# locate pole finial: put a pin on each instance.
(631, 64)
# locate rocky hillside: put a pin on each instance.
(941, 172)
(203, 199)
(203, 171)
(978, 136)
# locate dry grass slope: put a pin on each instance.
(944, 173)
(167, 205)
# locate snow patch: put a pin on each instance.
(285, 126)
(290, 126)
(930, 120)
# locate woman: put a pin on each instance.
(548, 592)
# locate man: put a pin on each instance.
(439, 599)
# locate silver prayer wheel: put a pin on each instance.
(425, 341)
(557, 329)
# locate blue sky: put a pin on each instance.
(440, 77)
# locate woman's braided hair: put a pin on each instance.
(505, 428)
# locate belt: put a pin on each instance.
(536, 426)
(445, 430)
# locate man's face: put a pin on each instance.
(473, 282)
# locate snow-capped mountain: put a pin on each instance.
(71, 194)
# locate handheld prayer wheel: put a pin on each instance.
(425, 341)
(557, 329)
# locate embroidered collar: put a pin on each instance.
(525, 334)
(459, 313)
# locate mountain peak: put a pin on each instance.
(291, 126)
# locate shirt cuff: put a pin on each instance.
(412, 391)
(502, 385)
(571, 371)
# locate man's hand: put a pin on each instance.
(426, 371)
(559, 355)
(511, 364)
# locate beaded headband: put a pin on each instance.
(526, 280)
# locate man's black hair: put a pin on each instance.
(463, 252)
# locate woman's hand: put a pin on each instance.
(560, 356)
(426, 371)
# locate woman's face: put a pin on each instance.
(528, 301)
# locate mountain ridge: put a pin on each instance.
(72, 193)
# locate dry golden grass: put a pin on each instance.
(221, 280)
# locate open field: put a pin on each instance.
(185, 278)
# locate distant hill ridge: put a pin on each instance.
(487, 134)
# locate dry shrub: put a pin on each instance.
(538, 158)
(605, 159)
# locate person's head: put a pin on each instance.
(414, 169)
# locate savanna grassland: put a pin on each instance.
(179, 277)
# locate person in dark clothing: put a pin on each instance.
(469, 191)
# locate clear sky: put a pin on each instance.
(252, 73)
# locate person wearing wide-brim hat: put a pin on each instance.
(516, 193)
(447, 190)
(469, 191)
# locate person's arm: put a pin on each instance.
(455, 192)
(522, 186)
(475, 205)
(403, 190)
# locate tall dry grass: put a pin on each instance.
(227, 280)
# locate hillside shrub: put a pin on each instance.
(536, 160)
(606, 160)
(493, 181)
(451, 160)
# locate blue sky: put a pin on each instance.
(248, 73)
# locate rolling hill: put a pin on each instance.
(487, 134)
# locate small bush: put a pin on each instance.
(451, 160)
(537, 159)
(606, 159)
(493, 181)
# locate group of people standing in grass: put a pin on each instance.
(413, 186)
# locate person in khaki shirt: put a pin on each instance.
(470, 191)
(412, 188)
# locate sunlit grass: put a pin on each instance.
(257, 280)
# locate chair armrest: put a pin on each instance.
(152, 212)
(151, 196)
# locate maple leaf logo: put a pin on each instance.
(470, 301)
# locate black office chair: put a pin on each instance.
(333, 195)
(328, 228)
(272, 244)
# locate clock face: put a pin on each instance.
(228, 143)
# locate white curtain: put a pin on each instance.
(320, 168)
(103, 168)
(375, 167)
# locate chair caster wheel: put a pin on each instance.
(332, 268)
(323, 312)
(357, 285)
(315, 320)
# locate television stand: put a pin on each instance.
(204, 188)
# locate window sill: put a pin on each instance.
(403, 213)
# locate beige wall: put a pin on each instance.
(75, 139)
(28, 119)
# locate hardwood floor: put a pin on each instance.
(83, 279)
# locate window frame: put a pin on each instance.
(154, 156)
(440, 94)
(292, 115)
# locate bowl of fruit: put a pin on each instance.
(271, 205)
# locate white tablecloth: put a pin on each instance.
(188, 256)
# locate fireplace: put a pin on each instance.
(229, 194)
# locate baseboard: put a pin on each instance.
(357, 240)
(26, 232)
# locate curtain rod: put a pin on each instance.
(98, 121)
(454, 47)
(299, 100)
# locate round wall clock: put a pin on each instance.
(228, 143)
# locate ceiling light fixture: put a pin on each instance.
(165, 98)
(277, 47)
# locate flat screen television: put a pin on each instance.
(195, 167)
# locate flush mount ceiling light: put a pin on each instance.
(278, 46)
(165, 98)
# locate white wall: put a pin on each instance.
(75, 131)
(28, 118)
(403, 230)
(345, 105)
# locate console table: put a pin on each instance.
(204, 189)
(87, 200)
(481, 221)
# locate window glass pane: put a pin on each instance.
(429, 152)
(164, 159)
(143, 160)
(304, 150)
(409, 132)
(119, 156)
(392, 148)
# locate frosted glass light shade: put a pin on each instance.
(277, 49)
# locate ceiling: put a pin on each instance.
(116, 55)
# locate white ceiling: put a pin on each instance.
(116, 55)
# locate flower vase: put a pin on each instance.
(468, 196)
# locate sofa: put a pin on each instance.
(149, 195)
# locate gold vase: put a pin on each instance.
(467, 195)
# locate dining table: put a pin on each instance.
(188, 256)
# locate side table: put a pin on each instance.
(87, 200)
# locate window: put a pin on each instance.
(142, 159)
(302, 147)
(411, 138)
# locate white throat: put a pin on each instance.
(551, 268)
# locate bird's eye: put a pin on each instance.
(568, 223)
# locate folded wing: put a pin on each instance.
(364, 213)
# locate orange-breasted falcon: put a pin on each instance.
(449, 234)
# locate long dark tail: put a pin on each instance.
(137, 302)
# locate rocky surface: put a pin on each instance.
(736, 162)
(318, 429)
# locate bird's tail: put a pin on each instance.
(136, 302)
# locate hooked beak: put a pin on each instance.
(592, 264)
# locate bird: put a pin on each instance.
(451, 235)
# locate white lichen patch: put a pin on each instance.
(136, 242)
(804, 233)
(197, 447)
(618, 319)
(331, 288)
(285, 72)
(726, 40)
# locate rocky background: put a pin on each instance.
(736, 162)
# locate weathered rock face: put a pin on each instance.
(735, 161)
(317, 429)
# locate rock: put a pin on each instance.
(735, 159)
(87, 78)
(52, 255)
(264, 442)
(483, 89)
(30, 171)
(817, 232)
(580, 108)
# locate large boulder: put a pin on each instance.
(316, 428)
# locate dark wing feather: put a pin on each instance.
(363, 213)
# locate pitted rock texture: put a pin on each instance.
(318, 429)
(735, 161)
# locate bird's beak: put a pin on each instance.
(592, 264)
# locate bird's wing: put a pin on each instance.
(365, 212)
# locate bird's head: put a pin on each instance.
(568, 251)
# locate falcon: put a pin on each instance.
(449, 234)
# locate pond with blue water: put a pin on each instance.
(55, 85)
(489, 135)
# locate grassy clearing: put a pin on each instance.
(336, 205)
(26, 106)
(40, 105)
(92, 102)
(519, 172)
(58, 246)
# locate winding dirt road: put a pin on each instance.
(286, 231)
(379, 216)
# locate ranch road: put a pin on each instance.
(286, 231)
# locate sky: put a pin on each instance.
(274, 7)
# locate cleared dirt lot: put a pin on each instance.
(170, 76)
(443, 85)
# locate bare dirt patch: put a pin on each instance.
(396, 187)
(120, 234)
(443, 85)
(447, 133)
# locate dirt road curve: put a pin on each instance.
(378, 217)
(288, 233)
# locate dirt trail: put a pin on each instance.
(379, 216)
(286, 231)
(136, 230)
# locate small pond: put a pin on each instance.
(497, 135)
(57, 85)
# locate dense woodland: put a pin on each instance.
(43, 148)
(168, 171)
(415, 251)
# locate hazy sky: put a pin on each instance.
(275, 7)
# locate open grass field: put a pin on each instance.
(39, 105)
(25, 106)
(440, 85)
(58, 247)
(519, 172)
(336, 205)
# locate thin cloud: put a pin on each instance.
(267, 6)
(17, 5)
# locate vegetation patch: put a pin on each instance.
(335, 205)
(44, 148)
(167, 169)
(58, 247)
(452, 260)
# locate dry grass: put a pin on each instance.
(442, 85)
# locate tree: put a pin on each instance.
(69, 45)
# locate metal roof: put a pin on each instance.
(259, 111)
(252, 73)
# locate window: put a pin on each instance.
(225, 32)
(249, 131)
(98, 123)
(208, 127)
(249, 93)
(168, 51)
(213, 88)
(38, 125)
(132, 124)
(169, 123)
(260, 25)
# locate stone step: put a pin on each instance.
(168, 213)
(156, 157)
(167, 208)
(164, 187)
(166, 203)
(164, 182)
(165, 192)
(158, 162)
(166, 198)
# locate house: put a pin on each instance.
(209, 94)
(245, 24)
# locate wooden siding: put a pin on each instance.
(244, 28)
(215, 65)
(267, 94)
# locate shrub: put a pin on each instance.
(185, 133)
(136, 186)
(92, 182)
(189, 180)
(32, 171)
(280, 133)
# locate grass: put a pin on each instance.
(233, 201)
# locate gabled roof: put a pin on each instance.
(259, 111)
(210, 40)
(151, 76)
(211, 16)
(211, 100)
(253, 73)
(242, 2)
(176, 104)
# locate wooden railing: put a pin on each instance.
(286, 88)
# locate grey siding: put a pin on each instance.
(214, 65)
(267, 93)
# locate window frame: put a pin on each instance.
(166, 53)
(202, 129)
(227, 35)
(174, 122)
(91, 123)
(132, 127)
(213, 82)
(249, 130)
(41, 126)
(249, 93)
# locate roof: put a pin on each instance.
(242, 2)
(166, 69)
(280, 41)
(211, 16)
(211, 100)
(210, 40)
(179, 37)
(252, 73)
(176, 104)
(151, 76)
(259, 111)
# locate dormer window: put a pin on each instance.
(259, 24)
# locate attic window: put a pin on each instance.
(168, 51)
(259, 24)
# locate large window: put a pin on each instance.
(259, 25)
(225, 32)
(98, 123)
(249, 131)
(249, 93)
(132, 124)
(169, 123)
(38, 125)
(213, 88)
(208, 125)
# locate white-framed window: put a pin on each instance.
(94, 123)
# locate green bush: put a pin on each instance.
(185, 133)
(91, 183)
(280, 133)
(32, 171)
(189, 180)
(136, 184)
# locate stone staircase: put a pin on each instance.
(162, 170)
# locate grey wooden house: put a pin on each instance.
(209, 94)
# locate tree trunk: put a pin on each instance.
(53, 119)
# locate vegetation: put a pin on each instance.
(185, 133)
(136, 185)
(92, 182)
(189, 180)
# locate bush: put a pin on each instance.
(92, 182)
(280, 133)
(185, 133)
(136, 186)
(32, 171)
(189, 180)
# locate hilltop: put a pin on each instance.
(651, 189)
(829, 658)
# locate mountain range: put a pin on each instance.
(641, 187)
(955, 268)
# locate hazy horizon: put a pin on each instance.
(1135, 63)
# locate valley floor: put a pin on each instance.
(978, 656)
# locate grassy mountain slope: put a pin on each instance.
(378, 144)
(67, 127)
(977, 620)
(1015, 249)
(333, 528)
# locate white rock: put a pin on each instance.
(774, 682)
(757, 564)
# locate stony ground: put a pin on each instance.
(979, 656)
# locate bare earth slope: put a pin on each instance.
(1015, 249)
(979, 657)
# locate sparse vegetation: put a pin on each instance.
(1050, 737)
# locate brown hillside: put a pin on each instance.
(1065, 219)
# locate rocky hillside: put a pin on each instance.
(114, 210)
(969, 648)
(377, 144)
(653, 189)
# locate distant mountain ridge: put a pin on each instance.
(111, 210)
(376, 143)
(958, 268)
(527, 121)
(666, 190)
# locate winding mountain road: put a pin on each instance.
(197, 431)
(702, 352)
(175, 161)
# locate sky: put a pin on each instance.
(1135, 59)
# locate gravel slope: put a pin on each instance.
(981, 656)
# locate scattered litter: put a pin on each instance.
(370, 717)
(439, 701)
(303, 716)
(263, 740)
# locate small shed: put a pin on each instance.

───

Beginning from the line that contains "# locate brown", give each line again exactly, through the final line of the records.

# locate brown hillside: put a pin on each instance.
(1065, 219)
# locate rocky hillside: put a pin on each instance.
(114, 210)
(969, 648)
(377, 144)
(653, 189)
# locate distant mountain ridge: put a pin on each instance.
(111, 210)
(376, 143)
(958, 268)
(527, 121)
(666, 190)
# locate winding mountain road: put a pin on each instance.
(197, 431)
(702, 352)
(175, 161)
# locate sky: put a pin on each instance.
(1135, 59)
# locate gravel slope: put a pin on each instance.
(981, 656)
# locate scattered litter: put a pin on each instance.
(370, 717)
(439, 701)
(303, 716)
(263, 740)
# locate small shed: put a pin on each instance.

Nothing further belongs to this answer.